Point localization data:
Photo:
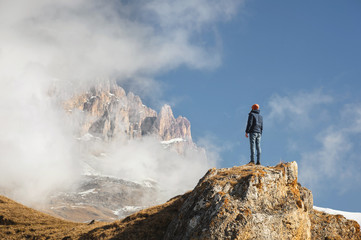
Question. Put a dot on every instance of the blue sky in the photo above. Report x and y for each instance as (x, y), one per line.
(211, 60)
(301, 61)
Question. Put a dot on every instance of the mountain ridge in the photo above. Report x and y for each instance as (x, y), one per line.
(232, 203)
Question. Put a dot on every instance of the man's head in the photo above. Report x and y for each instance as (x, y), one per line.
(255, 107)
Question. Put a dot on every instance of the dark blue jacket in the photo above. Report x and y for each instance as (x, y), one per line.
(255, 122)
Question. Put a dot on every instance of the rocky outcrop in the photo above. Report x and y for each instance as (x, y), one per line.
(336, 227)
(246, 202)
(107, 112)
(254, 202)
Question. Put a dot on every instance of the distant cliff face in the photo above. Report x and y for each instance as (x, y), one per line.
(108, 112)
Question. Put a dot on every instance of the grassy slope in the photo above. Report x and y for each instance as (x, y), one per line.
(20, 222)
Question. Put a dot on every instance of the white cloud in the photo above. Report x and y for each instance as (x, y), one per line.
(74, 43)
(333, 160)
(323, 134)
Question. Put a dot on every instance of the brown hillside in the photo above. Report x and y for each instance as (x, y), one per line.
(245, 202)
(20, 222)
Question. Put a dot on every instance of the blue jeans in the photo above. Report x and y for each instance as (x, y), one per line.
(255, 142)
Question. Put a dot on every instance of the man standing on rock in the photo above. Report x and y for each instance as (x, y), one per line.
(254, 129)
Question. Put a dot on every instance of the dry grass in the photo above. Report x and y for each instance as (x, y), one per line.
(20, 222)
(147, 224)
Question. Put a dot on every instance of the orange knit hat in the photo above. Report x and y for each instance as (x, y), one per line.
(255, 107)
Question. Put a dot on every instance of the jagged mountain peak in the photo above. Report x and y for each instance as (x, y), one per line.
(109, 112)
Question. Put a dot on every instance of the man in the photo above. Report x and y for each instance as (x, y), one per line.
(254, 129)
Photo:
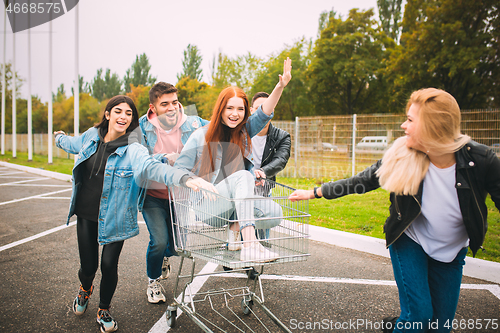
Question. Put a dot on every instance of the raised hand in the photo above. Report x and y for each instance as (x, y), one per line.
(301, 195)
(287, 72)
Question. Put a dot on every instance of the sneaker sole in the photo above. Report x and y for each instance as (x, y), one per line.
(103, 330)
(78, 313)
(153, 301)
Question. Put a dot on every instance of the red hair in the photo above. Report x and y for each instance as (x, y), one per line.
(217, 131)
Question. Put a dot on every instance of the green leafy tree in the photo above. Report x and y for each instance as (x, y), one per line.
(347, 68)
(191, 64)
(90, 113)
(8, 97)
(83, 86)
(140, 96)
(194, 94)
(60, 95)
(323, 20)
(138, 73)
(240, 71)
(390, 15)
(294, 101)
(452, 45)
(107, 86)
(39, 115)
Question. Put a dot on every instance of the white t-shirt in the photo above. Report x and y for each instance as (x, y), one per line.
(258, 144)
(439, 229)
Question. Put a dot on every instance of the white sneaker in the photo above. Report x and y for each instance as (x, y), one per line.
(255, 252)
(154, 292)
(233, 240)
(165, 269)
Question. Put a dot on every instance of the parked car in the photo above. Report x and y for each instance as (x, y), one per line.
(372, 142)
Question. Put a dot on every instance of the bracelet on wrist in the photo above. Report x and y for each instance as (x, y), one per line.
(316, 193)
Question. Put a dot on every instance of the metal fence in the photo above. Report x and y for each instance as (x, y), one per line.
(332, 147)
(329, 146)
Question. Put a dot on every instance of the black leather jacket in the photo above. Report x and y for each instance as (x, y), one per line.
(276, 152)
(477, 174)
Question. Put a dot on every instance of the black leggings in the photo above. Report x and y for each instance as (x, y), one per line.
(88, 247)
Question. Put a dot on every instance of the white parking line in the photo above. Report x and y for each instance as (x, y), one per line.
(37, 185)
(493, 288)
(34, 197)
(25, 240)
(11, 173)
(22, 181)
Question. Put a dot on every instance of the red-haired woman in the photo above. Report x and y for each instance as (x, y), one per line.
(221, 154)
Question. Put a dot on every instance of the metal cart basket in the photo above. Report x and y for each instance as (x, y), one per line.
(200, 228)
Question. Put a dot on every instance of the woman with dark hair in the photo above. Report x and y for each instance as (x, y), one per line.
(106, 189)
(221, 154)
(438, 179)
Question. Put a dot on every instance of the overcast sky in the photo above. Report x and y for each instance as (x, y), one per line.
(113, 32)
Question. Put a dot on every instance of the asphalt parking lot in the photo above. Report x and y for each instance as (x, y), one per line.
(338, 288)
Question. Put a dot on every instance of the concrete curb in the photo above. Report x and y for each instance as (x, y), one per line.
(476, 268)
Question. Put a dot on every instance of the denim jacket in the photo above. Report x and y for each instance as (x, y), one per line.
(193, 149)
(126, 168)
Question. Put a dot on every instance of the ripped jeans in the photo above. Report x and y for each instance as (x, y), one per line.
(236, 201)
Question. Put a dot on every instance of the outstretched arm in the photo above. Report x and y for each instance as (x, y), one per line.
(271, 102)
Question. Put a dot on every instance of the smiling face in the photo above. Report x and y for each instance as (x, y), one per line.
(410, 127)
(166, 108)
(234, 113)
(119, 117)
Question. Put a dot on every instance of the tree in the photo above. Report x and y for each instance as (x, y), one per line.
(107, 86)
(60, 95)
(84, 87)
(197, 97)
(90, 113)
(390, 17)
(8, 96)
(191, 64)
(240, 71)
(140, 96)
(452, 45)
(138, 73)
(347, 67)
(323, 20)
(294, 100)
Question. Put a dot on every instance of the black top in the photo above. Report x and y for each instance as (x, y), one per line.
(89, 196)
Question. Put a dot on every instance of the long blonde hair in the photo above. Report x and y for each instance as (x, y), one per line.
(403, 168)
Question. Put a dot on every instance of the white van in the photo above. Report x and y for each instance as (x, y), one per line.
(372, 142)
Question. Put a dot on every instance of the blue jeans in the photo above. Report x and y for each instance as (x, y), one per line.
(156, 213)
(428, 289)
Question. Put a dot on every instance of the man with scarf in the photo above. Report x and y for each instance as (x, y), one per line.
(165, 129)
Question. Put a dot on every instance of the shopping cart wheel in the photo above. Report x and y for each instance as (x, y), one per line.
(171, 317)
(252, 273)
(246, 304)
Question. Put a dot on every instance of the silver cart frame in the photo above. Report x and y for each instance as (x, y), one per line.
(200, 232)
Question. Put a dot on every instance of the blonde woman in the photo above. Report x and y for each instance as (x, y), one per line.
(438, 180)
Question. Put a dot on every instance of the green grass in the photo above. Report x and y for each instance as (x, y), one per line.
(360, 214)
(365, 214)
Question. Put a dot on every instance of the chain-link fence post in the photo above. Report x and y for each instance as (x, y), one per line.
(296, 145)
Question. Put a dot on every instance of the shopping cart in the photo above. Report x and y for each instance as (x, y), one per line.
(200, 222)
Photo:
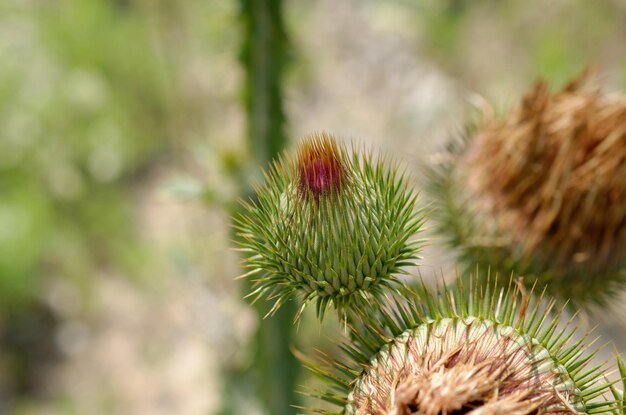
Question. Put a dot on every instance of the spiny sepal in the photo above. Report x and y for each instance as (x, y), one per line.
(484, 349)
(332, 227)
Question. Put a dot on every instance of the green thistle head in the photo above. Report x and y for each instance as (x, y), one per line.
(331, 226)
(541, 192)
(477, 352)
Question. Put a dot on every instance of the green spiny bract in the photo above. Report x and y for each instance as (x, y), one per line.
(541, 192)
(330, 226)
(478, 351)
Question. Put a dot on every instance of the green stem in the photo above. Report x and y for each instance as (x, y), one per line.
(263, 58)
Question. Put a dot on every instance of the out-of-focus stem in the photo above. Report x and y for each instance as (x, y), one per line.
(263, 58)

How to complete this task => Each line of the records above must be repeated exactly, but no picture belongs in the copy.

Answer for this exercise =>
Photo:
Question. Put a dot on every instance of the blue sky in the photo above. Report x and y for each instance as (x, y), one per line.
(211, 60)
(301, 61)
Question. Put a dot on every instance of the mountain ridge in the photo above. Report x and y for each instance as (x, y), one per line.
(232, 203)
Question. Put a dot on every instance of the man's head in the photo above. Report x and y for each instance as (x, y), one per line.
(255, 107)
Question. Put a dot on every instance of the dark blue jacket in the photo above. Report x and y for each instance as (x, y), one per line.
(255, 122)
Question. Put a dot on every instance of the rocky outcrop in the photo above. Report x and y for each instance as (x, y), one per line.
(336, 227)
(246, 202)
(107, 112)
(254, 202)
Question. Put a dot on every instance of the distant cliff face in the photo above. Report x and y for each instance as (x, y), one per line.
(108, 112)
Question. Put a dot on every instance of the grassy slope in the photo above. Report x and y for each instance as (x, y), one per line.
(20, 222)
Question. Put a dot on every instance of the white cloud in the photo above. Report x and y for each instance as (x, y), one per line.
(74, 43)
(333, 160)
(323, 134)
Question. Put a dot on every instance of the brown hillside in the photo above. Report x and y for each instance as (x, y), one per line.
(245, 202)
(20, 222)
Question. Put a dot on every instance of the blue jeans in the photo above. Report x and y for each instance as (x, y), one per line.
(255, 142)
Question. Put a dot on every instance of the man standing on rock in the photo above. Report x and y for each instance as (x, y), one per line.
(254, 129)
Question. Put a dot on every instance of the dry grass in the photo above. Report x and y for each instance as (x, y), one per line.
(20, 222)
(147, 224)
Question. Put a dot on every instance of the orange knit hat in the photo above. Report x and y for each instance as (x, y), one per line.
(255, 107)
Question. Put a dot on every instance of the jagged mountain peak in the photo above. Report x and y for each instance as (x, y), one per line.
(109, 112)
Question. Put a dot on every instance of the man in the photo above. Report x and y for each instance as (x, y), one per line.
(254, 129)
Photo:
Question. Put a dot on every instance of the raised hand in the photo above. Report x and y for each instance as (x, y), one per line.
(301, 195)
(287, 72)
Question. Put a dot on every instance of the sneaker sole in the photo above. Report x and y for each instance as (x, y), one per line.
(103, 330)
(78, 313)
(153, 301)
Question. Put a dot on every instance of the red hair in the photo above. Report x and y for each instance as (x, y), one per line.
(217, 131)
Question. Put a dot on every instance of the green leafy tree in the photo above. Report x and y for each instance as (x, y), one per line.
(347, 68)
(191, 64)
(90, 113)
(8, 97)
(83, 86)
(140, 96)
(194, 94)
(60, 95)
(323, 20)
(138, 73)
(240, 71)
(390, 15)
(294, 101)
(452, 45)
(107, 86)
(39, 115)
Question. Put a dot on every instance of the white t-shirt in the photo above. Report x and y for each instance as (x, y), one per line.
(258, 144)
(439, 229)
Question. Put a dot on every instance of the white sneaker in the photo above. Report x and y for each instance as (x, y), one per line.
(255, 252)
(154, 292)
(233, 240)
(165, 269)
Question. Put a dot on every instance of the parked car in the photo above. Report x and y for each instance as (x, y), one per line.
(372, 142)
Question. Put a dot on every instance of the bracelet on wrist in the photo above. Report x and y for each instance as (x, y), one per line.
(316, 193)
Question. Put a dot on every instance of the metal fence in the photo above. Report x and y for each instance as (x, y), one per line.
(332, 147)
(329, 146)
Question. Put a dot on every instance of the black leather jacket in the photo above. Report x and y for each instance as (x, y), one per line.
(276, 152)
(477, 174)
Question. Put a dot on every instance of the black leggings in the photo above. Report x and y for each instance as (x, y), one per line.
(88, 247)
Question. Put a dot on every instance of the white parking line in the photo above. Report x and y for each instance as (x, y), one per line.
(37, 185)
(493, 288)
(34, 197)
(25, 240)
(11, 173)
(22, 181)
Question. Put a dot on every instance of the red-haired woman in the photo above. Report x and y for each instance as (x, y), one per line.
(221, 154)
Question. Put a dot on every instance of the metal cart basket in the photo above. Report x and y for each instance as (x, y), one per line.
(200, 228)
Question. Put a dot on every instance of the woman with dark hair in the photo above. Report x and y for each instance as (x, y), one per line.
(106, 189)
(221, 154)
(438, 179)
Question. Put a dot on every instance of the overcast sky in the photo above. Report x and y for each instance as (x, y), one per line.
(113, 32)
Question. Put a dot on every instance of the asphalt parking lot in the photo above. Report x and y for each instance as (x, y), one per line.
(338, 288)
Question. Put a dot on every instance of the concrete curb in the photo above. Report x and y for each instance as (x, y), one per line.
(476, 268)
Question. Put a dot on every instance of the denim jacket in the photo above. Report x and y for each instance as (x, y), one per line.
(193, 149)
(126, 168)
Question. Put a dot on every instance of the ripped jeans in the photo above. Report x and y for each instance as (x, y), one per line.
(236, 201)
Question. Put a dot on every instance of the outstretched arm in the photo above. Report x and y for each instance as (x, y), one per line.
(271, 102)
Question. Put a dot on every instance of the smiling face in the photo above. Report x and y for each instance as (x, y), one per line.
(410, 127)
(166, 108)
(234, 113)
(119, 117)
Question. Put a dot on every instance of the tree in the photo above. Report x and y for each instance as (x, y), one per line.
(107, 86)
(60, 95)
(84, 87)
(197, 97)
(90, 113)
(390, 17)
(8, 96)
(191, 64)
(240, 71)
(140, 96)
(452, 45)
(138, 73)
(347, 67)
(323, 20)
(294, 100)
Question. Put a dot on every instance of the black top in the photo above. Report x and y for each instance as (x, y), one per line.
(89, 196)
Question. Put a dot on every instance of the long blonde hair in the photo above. Report x and y for each instance as (x, y), one per line.
(403, 168)
Question. Put a dot on every instance of the white van in the photo above. Report x and y for each instance as (x, y), one per line.
(372, 142)
Question. Put a dot on every instance of the blue jeans in the photo above. Report x and y for each instance as (x, y), one per line.
(156, 213)
(428, 289)
Question. Put a dot on every instance of the man with scarf in the photo above. Report x and y for each instance as (x, y), one per line.
(165, 129)
Question. Put a dot on every instance of the shopping cart wheel in the photo above. Report x and y for each instance as (x, y), one per line.
(171, 317)
(252, 273)
(246, 304)
Question. Put a dot on every instance of the silver cart frame in the photo above. Report x and y for each instance as (x, y), one per line.
(200, 232)
Question. Put a dot on every instance of the blonde woman in the photo above. Report x and y for each instance as (x, y), one per line.
(438, 180)
Question. Put a dot on every instance of the green grass in the photo above. Report x and y for each instance as (x, y), one per line.
(360, 214)
(365, 214)
Question. Put a dot on every instance of the chain-link fence post in the photo above. Report x and y for each instance as (x, y), one per line.
(296, 145)
Question. Put a dot on every instance of the shopping cart in the photo above. Report x and y for each instance as (x, y), one per line.
(200, 222)
Photo:
Question. Put a dot on every instance of the spiny sepal in the photo above. Report x and y for each instance as (x, y), one per line.
(484, 349)
(332, 227)
Question. Put a dot on every instance of the green thistle head in the photo above. Report x and y for each instance as (x, y), one per line.
(331, 226)
(541, 192)
(477, 352)
Question. Put a dot on every instance of the green spiny bract in the photo above. Report x and y for each instance as (x, y), one per line.
(541, 192)
(330, 226)
(478, 351)
Question. Put a dot on every instance of the green stem in the photo above. Report x and y for each instance as (x, y), one per line.
(263, 58)
Question. Put a dot on every instance of the out-of-focus stem in the photo above. Report x and y for each instance as (x, y), one per line.
(263, 58)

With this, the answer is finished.